# Start of Records shown

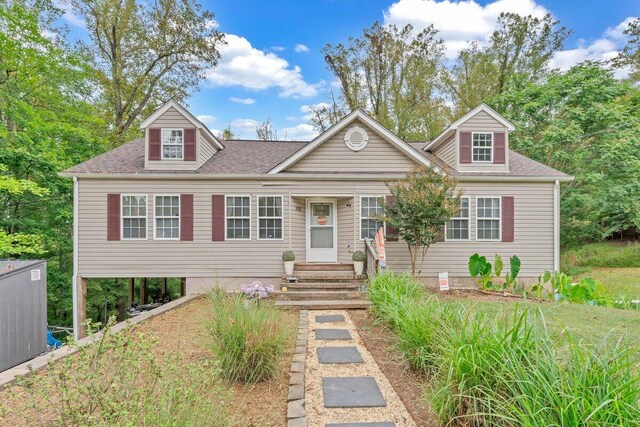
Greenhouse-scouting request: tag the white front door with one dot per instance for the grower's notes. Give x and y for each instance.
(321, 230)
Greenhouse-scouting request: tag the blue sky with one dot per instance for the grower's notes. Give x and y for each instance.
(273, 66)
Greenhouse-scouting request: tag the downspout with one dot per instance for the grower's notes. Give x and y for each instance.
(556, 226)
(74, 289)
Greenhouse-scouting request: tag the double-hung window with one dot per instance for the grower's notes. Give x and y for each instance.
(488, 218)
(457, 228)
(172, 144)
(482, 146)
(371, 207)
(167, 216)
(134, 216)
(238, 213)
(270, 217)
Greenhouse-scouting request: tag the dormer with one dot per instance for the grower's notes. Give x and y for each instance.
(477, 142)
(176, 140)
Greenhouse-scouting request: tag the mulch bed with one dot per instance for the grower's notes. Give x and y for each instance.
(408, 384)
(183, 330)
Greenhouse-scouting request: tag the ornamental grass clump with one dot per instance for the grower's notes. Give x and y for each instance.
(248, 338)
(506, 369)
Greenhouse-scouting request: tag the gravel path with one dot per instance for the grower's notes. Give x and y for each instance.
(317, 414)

# End of Records shown

> [What this task involves]
Please copy every record above word for word, leaving out the pictures.

> [Result for this task]
Greenhouse-scouting request: tag the white front door with one dot per instance for the grower's notes. Give x and y for each instance.
(321, 230)
Greenhouse-scouting request: tag the blue sky with one dot per instance for the grower's notes. Give x and y for each instance.
(273, 66)
Greenhouse-scouting request: tag the downspout with one dot per instance for the grower's notes. Give x and y for each instance.
(556, 226)
(74, 289)
Greenhouse-scouting request: tag the double-hung window with one dot per instance for the grower's notes. Give x and y for each instance.
(488, 218)
(457, 228)
(172, 144)
(482, 146)
(371, 207)
(167, 216)
(134, 216)
(238, 213)
(270, 217)
Greenhouse-scouting request: tag the dormer with one dot per instance for the grower's notes. Give x and y for each instance.
(477, 142)
(176, 140)
Greenhouse-scouting request: tag the mulch bed with one dot per instance for the grower's notes. Give x and y for each instance.
(408, 384)
(183, 330)
Greenhouse-scouting request: tag the ornamental grass clump with one dot per instance for the grower's notes. Give x and y for each instance.
(248, 338)
(506, 369)
Greenhouse-scouting request: tag the gravel path with one dot per instance for the grower's notes. Give x and y for each instance.
(317, 414)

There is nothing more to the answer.